Would you write out the entries below, every one of them, exactly?

*****

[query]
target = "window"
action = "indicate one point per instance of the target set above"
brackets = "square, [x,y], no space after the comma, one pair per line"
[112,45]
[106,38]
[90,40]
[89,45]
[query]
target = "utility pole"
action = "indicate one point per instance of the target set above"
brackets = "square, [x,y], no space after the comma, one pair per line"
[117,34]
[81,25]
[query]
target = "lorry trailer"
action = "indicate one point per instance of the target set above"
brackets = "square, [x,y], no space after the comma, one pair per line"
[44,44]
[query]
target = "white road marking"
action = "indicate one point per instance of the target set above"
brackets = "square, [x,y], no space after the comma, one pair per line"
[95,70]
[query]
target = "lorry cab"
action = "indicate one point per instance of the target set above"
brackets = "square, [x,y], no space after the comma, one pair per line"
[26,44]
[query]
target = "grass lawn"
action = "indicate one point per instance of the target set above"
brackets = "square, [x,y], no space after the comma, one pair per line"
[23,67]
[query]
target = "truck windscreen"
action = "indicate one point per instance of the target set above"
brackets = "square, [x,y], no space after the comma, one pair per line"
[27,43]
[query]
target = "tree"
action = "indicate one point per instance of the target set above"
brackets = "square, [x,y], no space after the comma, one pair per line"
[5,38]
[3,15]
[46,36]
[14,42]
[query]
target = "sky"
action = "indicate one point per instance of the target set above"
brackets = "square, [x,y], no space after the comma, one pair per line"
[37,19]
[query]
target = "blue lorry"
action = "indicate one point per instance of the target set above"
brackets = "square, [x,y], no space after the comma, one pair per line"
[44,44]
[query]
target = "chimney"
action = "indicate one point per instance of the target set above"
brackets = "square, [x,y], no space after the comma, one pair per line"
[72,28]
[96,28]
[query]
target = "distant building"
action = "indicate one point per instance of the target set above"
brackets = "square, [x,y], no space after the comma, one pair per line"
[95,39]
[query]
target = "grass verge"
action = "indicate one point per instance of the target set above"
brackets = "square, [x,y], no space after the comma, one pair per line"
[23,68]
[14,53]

*****

Task solution
[query]
target = "window"
action = "indicate one point per instance of the target set above"
brackets = "square, [x,y], no space after the comma, one pair per line"
[112,45]
[106,38]
[90,40]
[89,45]
[query]
target = "utility pole"
action = "indicate one point per instance of the target set above"
brackets = "square, [x,y], no space after the comma, one pair per line"
[117,34]
[81,25]
[query]
target = "lorry trailer"
action = "indicate one point per instance of the target set above"
brackets = "square, [x,y], no space after the comma, one pair per line"
[44,44]
[query]
target = "white road marking"
action = "indicate one point per instance of the target set above"
brackets = "square, [x,y], no space after the comma, one pair per line"
[95,70]
[query]
target = "lorry cab"
action = "indicate one point per instance of the target set above"
brackets = "square, [x,y], no space after the comma, one pair per line"
[26,44]
[query]
target = "grass lawn"
action = "indicate one point per instance of the target set above"
brackets = "square, [x,y], no space after the comma, one pair per line"
[23,67]
[query]
target = "truck windscreen"
action = "indicate one point per instance of the target set above"
brackets = "square, [x,y], no space after the comma, one pair per line"
[27,43]
[query]
target = "tree"
action = "indicate one point per instance of the target set above"
brackets = "square, [x,y], no space after the comma, one pair per line"
[5,38]
[3,15]
[46,36]
[14,42]
[query]
target = "sky"
action = "indicate one point per instance of the target set above"
brackets = "square, [x,y], no space after the comma, one pair per line"
[37,19]
[query]
target = "blue lorry"
action = "indicate one point per instance of the target set above"
brackets = "square, [x,y], no space after the comma, one pair per line"
[44,44]
[query]
target = "chimney"
action = "indicate one point per instance of the target set above"
brackets = "square, [x,y], no space after the comma, one pair per line"
[72,28]
[96,28]
[query]
target = "distant building"
action = "indicate one point per instance of the target set above"
brackets = "square, [x,y], no space after the comma, one pair per line"
[95,39]
[query]
target = "grass verge"
action = "indicate one point per instance of the target set above"
brackets = "square, [x,y], no space after the comma, one pair per line"
[23,68]
[14,53]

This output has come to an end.